## Task requirements
Rewrite everything from the line containing "Target: cabinet door" down to the line containing "POLYGON ((30 6, 30", both included, as a two-column CSV with the header entry,answer. Give one row per entry, with its text and its answer each in a single quoted field and line breaks turned into spaces.
[start]
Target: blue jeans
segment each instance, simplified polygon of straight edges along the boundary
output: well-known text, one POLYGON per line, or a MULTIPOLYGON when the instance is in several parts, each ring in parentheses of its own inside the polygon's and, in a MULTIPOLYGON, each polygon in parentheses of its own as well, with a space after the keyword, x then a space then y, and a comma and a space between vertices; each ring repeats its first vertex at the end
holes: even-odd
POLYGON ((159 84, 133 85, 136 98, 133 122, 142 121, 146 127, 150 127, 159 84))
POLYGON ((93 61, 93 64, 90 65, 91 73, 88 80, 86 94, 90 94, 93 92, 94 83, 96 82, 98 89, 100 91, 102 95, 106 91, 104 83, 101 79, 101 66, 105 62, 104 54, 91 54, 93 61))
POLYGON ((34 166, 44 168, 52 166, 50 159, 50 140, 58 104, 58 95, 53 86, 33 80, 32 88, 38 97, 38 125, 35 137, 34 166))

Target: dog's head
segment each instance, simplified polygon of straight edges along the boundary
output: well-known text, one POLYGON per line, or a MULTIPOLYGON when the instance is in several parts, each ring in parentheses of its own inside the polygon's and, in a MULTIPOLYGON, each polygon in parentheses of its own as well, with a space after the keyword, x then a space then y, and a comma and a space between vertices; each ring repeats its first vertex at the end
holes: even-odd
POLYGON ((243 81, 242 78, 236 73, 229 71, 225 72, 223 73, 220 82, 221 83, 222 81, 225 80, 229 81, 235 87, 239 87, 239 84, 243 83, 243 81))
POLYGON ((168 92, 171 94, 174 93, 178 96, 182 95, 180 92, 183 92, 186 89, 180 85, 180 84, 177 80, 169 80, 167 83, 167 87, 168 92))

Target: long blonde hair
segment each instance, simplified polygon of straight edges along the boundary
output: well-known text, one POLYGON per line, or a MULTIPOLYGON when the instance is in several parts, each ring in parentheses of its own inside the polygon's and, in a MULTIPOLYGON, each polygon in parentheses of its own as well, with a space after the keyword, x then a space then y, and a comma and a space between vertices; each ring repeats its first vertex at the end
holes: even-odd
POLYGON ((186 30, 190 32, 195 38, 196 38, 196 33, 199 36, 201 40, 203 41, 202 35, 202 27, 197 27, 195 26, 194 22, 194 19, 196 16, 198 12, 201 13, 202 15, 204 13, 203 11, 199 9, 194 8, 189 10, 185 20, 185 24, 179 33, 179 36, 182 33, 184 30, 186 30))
[end]
[start]
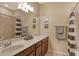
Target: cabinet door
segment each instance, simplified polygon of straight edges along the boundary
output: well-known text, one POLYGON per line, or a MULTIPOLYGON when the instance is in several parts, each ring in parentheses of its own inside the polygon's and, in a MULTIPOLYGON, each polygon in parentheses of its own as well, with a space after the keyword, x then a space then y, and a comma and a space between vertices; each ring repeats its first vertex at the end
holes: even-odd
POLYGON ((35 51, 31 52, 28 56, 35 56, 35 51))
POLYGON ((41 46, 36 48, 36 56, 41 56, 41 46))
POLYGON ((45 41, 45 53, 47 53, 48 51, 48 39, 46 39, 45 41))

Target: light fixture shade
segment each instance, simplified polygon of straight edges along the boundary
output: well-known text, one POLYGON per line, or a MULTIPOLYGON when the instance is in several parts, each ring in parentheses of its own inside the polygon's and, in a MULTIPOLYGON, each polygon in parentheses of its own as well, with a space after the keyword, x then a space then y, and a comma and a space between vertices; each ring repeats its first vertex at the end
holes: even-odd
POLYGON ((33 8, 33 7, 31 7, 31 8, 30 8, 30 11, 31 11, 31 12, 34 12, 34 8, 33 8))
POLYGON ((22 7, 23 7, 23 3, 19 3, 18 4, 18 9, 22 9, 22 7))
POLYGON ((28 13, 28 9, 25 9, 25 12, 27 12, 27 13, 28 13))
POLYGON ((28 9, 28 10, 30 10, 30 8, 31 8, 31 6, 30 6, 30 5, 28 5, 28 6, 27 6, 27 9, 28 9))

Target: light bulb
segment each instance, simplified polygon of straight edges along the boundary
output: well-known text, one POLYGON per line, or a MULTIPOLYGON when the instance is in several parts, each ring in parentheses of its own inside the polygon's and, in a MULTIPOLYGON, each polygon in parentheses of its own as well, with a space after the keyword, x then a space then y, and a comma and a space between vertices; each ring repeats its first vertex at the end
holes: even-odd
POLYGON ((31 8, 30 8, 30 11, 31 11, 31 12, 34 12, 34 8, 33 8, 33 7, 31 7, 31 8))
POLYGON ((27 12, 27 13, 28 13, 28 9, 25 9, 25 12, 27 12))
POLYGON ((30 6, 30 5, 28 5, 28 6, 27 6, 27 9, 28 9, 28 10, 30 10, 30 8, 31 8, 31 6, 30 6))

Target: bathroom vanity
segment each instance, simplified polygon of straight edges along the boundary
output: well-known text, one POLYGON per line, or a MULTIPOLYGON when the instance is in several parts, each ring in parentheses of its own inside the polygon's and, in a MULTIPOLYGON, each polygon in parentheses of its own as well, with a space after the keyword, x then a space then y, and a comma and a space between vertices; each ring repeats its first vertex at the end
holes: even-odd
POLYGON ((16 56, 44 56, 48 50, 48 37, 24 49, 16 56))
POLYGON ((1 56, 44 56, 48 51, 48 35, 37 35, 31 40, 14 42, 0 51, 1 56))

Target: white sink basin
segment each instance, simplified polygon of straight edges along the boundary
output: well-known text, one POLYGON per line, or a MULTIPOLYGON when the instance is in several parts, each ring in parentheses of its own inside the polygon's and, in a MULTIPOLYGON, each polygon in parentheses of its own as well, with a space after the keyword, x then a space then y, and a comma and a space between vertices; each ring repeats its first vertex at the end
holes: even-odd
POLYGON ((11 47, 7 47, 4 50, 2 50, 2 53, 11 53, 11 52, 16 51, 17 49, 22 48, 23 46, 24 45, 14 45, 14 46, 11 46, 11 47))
[end]
## Output for this exercise
entry,answer
"Target: cabinet door segment each instance, simplified polygon of straight edges along the boundary output: well-known text, one POLYGON per line, or a MULTIPOLYGON when the instance is in several parts, each ring in parentheses of its own inside the polygon's and, in a MULTIPOLYGON, each polygon in parentheses of its own as well, with a space after the keyword, x then a space then y, and a comma and a space between vertices; each ring repeats its first vertex at the end holes: even-odd","POLYGON ((35 51, 31 52, 28 56, 35 56, 35 51)) POLYGON ((41 46, 36 48, 36 56, 41 56, 41 46)) POLYGON ((45 41, 45 53, 47 53, 48 51, 48 39, 46 39, 45 41))"
"Target: light fixture shade segment each instance, simplified polygon of straight edges along the boundary output: well-known text, one POLYGON per line, or a MULTIPOLYGON when the instance is in several parts, each ring in parentheses of its own inside the polygon's and, in a MULTIPOLYGON, each polygon in parentheses of its own as well, with a space after the keyword, x then a space then y, and a comma and a space between vertices; each ring repeats its first vertex at the end holes: even-odd","POLYGON ((33 8, 33 7, 31 7, 31 8, 30 8, 30 11, 31 11, 31 12, 34 12, 34 8, 33 8)) POLYGON ((22 7, 23 7, 23 3, 19 3, 18 4, 18 9, 22 9, 22 7)) POLYGON ((28 13, 28 9, 25 9, 25 12, 27 12, 27 13, 28 13)) POLYGON ((28 9, 28 10, 30 10, 30 8, 31 8, 31 6, 30 6, 30 5, 28 5, 28 6, 27 6, 27 9, 28 9))"
"Target: light bulb segment each instance, simplified polygon of straight edges along the boundary output: well-known text, one POLYGON per line, or a MULTIPOLYGON when the instance is in several parts, each ring in parentheses of its own inside the polygon's and, in a MULTIPOLYGON, each polygon in parentheses of its own as well, with a space after the keyword, x then a space then y, and a comma and a space between vertices; each ring repeats its first vertex at the end holes: even-odd","POLYGON ((31 8, 30 8, 30 11, 31 11, 31 12, 34 12, 34 8, 33 8, 33 7, 31 7, 31 8)) POLYGON ((27 12, 27 13, 28 13, 28 9, 25 9, 25 12, 27 12)) POLYGON ((30 6, 30 5, 28 5, 28 6, 27 6, 27 9, 28 9, 28 10, 30 10, 30 8, 31 8, 31 6, 30 6))"